> WHAT IS BEING ASKED
Copy the rows starting with the line that contains "Task: tag every instance of the pup's head" and going on through the line that contains "pixel 640 546", substituting "thundercloud" for every "dark storm cloud" and leaving all else unchanged. Give only those lines.
────────
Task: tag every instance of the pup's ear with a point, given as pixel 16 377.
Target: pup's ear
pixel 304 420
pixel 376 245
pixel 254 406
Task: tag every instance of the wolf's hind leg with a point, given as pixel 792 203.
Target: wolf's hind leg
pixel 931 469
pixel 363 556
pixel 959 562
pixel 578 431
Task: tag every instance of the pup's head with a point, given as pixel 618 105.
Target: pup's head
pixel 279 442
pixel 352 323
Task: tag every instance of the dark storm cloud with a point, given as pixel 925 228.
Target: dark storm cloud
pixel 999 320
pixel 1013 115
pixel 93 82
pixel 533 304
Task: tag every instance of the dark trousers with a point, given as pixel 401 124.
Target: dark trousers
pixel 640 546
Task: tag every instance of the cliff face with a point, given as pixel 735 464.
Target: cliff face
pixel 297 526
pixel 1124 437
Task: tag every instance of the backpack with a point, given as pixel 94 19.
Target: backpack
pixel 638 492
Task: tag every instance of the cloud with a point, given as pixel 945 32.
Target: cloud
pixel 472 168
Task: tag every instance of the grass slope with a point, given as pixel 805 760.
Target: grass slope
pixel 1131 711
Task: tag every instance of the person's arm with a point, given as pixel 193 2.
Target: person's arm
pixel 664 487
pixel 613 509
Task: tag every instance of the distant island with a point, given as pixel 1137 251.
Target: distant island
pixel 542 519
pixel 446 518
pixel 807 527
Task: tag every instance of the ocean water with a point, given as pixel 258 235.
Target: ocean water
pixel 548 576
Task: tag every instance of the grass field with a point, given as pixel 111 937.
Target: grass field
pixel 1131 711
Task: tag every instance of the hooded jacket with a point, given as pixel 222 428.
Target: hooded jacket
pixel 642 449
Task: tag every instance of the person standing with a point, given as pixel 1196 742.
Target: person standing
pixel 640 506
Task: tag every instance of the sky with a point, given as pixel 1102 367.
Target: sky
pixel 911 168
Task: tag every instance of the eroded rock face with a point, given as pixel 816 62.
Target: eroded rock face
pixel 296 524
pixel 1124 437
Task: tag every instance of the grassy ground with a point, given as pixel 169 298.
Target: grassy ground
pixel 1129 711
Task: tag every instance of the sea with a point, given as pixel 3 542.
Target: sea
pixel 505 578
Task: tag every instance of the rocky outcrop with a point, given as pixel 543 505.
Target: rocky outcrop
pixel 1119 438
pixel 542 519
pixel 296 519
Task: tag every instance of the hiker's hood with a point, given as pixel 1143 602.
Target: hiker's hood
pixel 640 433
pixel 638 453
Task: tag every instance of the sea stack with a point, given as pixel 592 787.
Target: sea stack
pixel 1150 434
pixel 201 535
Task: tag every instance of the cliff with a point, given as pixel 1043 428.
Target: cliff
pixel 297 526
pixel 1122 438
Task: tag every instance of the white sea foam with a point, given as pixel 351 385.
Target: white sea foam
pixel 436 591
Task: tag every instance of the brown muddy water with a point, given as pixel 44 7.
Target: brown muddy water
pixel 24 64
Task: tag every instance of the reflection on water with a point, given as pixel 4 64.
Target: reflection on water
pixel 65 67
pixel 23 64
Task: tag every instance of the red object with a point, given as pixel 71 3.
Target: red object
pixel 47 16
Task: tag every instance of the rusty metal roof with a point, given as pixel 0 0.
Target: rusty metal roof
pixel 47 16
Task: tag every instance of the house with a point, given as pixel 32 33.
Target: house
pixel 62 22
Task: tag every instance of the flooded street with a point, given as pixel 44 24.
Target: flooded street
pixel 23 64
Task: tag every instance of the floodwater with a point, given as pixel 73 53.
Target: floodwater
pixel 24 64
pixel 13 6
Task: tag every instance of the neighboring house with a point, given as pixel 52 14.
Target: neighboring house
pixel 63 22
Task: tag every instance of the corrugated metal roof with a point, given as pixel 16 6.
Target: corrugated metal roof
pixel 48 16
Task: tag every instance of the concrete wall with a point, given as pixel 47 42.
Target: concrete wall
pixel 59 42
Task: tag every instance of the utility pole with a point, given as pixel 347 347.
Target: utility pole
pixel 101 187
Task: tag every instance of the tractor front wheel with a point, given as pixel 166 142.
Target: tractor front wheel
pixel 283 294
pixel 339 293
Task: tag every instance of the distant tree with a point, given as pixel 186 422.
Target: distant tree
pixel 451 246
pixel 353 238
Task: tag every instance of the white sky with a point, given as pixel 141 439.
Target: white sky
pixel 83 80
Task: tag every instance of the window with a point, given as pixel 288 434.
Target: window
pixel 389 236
────────
> WRITTEN RESPONSE
Task: tag every instance of the pup's head with a point, given as pixel 618 105.
Target: pup's head
pixel 279 442
pixel 352 323
Task: tag every instance of the thundercloud with a point, given as pixel 925 228.
Target: thundercloud
pixel 999 320
pixel 1013 115
pixel 93 82
pixel 533 304
Task: tag every instance of the dark trousers with a point, given as pixel 401 124.
Target: dark trousers
pixel 640 546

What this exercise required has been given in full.